ACTIVITY A: Update the excerpt on the St. Francis abuse case from "The 1964 and" up to and including "studies like Reardon’s.", and change "stonewalled" to "obstructed".
ACTIVITY B: Based on the excerpt on the St. Francis abuse case, answer yes or no for each statement and quote the words that decide it. (i) James H. Rotondo was a lawyer for St. Francis. (ii) Arthur S. Shorr is a hospital administrator from Chicago. (iii) The plaintiff's lawyers say they learned enough about the hospital's procedures for supervising studies like Reardon's.
ACTIVITY C: Continue the excerpt on the St. Francis abuse case from where it stops.
─── SELECTED EXTRACT ───
The 1964 and 1970 complaints of sexual abuse are irrelevant, argued St. Francis lawyer James H. Rotondo, “because it does not make it more likely that St. Francis could have foreseen Reardon’s abuse of John Doe No. 2.”

The plaintiff’s lawyers contend, in court papers, that they were stonewalled in the discovery process right up until trial, and were not able to learn enough about the hospital’s procedures for supervising studies like Reardon’s.

To fill in the missing information, Stratton and Faxon turned to Los Angeles hospital administrator Arthur S. Shorr, who has testified in hundreds of cases. Shorr offered pointed deposition testimony about what St. Francis should have been asking someone doing childhood grown studies. “Are you doing research?.... What in? When did it start?..... Who authorized you?..Are you aware of the need to submit your activities to the research committee and… if it’s involving humans… to the investigational review board?”
─── ENTRIES PROVIDED ───
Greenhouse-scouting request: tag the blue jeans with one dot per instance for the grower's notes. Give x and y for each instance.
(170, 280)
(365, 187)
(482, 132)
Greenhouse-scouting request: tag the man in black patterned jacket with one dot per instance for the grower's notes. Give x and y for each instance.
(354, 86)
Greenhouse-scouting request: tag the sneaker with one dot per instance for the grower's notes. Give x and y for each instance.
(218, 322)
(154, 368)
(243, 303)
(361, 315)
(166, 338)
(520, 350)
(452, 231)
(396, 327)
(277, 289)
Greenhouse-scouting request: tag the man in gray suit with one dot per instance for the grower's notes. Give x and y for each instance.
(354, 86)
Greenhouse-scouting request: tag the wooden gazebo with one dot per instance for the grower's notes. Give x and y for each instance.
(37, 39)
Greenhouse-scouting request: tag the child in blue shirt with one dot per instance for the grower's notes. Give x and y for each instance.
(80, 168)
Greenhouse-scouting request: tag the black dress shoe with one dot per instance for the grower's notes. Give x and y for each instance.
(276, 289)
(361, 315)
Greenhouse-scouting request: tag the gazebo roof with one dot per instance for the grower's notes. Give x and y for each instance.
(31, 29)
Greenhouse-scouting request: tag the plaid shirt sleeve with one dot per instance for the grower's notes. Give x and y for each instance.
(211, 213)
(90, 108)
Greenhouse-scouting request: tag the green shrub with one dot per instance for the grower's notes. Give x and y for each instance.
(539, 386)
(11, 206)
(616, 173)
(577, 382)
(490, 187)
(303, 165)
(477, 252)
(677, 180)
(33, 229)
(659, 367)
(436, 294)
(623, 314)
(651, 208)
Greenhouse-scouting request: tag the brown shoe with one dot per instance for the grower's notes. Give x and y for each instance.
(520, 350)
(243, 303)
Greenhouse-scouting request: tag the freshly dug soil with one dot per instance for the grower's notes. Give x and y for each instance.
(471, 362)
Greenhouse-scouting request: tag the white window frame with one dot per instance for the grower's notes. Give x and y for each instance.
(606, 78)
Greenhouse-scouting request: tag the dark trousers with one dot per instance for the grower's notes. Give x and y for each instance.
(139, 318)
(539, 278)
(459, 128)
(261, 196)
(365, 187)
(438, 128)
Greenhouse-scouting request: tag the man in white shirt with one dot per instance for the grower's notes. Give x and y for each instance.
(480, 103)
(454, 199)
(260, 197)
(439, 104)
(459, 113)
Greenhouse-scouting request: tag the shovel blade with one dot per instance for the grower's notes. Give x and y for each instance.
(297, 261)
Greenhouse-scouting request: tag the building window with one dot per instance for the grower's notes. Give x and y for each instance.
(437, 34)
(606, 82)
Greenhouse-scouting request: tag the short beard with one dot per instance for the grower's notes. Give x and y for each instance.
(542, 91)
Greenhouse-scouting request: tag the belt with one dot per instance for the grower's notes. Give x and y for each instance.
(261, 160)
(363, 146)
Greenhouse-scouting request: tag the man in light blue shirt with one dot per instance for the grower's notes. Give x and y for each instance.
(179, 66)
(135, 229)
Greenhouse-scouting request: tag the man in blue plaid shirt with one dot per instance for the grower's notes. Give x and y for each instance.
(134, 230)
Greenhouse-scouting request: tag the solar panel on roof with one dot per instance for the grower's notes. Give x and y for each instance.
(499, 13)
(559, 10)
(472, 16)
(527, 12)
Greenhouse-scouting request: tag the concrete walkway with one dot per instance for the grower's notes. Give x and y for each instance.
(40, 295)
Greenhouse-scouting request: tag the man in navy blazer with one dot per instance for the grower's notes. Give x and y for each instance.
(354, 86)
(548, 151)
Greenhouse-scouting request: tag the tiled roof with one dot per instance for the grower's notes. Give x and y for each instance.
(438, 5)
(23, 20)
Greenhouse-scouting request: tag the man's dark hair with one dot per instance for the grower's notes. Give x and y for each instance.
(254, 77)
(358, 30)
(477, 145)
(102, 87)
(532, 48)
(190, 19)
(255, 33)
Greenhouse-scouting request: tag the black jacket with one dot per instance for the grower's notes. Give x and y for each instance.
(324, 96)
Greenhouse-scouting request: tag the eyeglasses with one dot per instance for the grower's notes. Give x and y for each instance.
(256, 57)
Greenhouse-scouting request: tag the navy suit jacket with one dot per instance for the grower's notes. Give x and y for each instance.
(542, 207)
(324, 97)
───
RESPONSE BOX A:
The 1964 and 1970 complaints of sexual abuse are irrelevant, argued St. Francis lawyer James H. Rotondo, “because it does not make it more likely that St. Francis could have foreseen Reardon’s abuse of John Doe No. 2.”

The plaintiff’s lawyers contend, in court papers, that they were obstructed in the discovery process right up until trial, and were not able to learn enough about the hospital’s procedures for supervising studies like Reardon’s.

RESPONSE BOX B:
(i) Yes: "argued St. Francis lawyer James H. Rotondo"
(ii) No: "Los Angeles hospital administrator Arthur S. Shorr"
(iii) No: "were not able to learn enough about the hospital’s procedures for supervising studies like Reardon’s"

RESPONSE BOX C:
The plaintiffs, in a March 4 affidavit, sought to add Shorr’s opinions to the pending summary judgment dispute, but Judge Shaban rejected it. The loss of Shorr’s testimony, Stratton argued in a brief, was like a court-imposed sanction punishing the plaintiffs.

The Judicial Branch has no easy way to predict how many co-plaintiffs, members of the press, or members of the general public will want to attend the Waterbury trial.

Because the trial has sexual content, court rules do not allow television coverage of the proceedings. Judge Shaban’s Courtroom 3B seats about 100, and a closed-circuit TV system was being set up last week to allow overflow spectators to view the proceedings from an adjacent courtroom.